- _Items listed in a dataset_
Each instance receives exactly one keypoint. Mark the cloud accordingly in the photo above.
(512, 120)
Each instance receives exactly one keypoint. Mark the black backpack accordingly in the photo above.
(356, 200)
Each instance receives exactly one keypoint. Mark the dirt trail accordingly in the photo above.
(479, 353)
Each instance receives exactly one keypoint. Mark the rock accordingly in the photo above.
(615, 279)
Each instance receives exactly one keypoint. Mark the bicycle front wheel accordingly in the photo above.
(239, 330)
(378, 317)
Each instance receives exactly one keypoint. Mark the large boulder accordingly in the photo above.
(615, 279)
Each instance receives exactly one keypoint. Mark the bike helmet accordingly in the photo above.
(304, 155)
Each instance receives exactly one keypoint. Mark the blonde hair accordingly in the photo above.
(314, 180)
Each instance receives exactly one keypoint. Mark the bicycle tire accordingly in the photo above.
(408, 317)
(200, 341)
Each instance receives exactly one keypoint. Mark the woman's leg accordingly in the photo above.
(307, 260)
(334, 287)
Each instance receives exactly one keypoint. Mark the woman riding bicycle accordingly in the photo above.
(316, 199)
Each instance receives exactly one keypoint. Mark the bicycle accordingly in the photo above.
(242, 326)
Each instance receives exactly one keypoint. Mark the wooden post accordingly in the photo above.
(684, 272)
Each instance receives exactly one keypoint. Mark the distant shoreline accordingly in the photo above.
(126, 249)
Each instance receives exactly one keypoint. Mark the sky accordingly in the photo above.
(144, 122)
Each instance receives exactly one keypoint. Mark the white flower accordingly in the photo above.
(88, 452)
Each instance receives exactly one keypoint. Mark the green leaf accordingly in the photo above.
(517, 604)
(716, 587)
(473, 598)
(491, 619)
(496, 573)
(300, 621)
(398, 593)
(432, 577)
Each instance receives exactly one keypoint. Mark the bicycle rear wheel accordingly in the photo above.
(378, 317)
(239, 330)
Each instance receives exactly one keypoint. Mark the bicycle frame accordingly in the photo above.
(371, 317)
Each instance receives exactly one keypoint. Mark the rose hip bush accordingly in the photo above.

- _What you will do_
Copy all of the lines above word for word, leaving none out.

- _Correct answer_
Each instance receives exactly one keypoint. Mark the cloud accordingly in the photo above.
(512, 120)
Each instance receives exactly one keypoint. Mark the black backpack accordingly in the photo above.
(356, 200)
Each instance receives exactly one keypoint. Mark the dirt trail accordingly in the photo above.
(479, 353)
Each instance receives exactly one keypoint. Mark the rock accordingly in the photo above.
(615, 279)
Each instance receives exactly one keypoint. Mark the bicycle front wheel accordingly in the photo above.
(239, 330)
(378, 317)
Each instance receives exactly one keypoint. Mark the large boulder accordingly in the photo above.
(615, 279)
Each instance receives exactly one keypoint. Mark the bike helmet accordingly in the photo above.
(304, 155)
Each instance receives exactly one keypoint. Mark the blonde hair accordingly in the photo above.
(314, 180)
Each instance receives exactly one keypoint. Mark the bicycle tire accordingly in the photo above.
(408, 317)
(200, 341)
Each instance receives exactly one keypoint. Mark the woman's leg accordingly in the photo above.
(307, 260)
(334, 287)
Each instance receives exactly one keypoint. Mark the woman riding bicycle accordingly in the photo above.
(316, 199)
Each instance receives exactly one keypoint. Mark the bicycle accordingly in the photo above.
(242, 326)
Each instance receives exactly one keypoint. Mark the wooden post accordingly in the photo above.
(684, 272)
Each instance receives exactly one keypoint. Mark the distant shoreline accordingly in the photo above.
(126, 249)
Each instance receives exactly one keypoint. Mark the sky accordingly in the photo above.
(144, 122)
Each instance receives exactly one keypoint. Mark the white flower accordingly in the photo above.
(88, 452)
Each instance receives exactly one keypoint. Mark the green leaf accordingly in the photo above.
(517, 604)
(716, 587)
(473, 598)
(491, 619)
(496, 573)
(300, 621)
(398, 593)
(432, 577)
Each instance receives exactly one keypoint. Mark the bicycle rear wheel accordingly in the photo above.
(378, 317)
(239, 330)
Each instance receives exactly one keypoint. Mark the bicycle frame accordingly in the photo above.
(371, 317)
Each instance receives exactly one keypoint. Mark the rose hip bush accordingly in the photo above.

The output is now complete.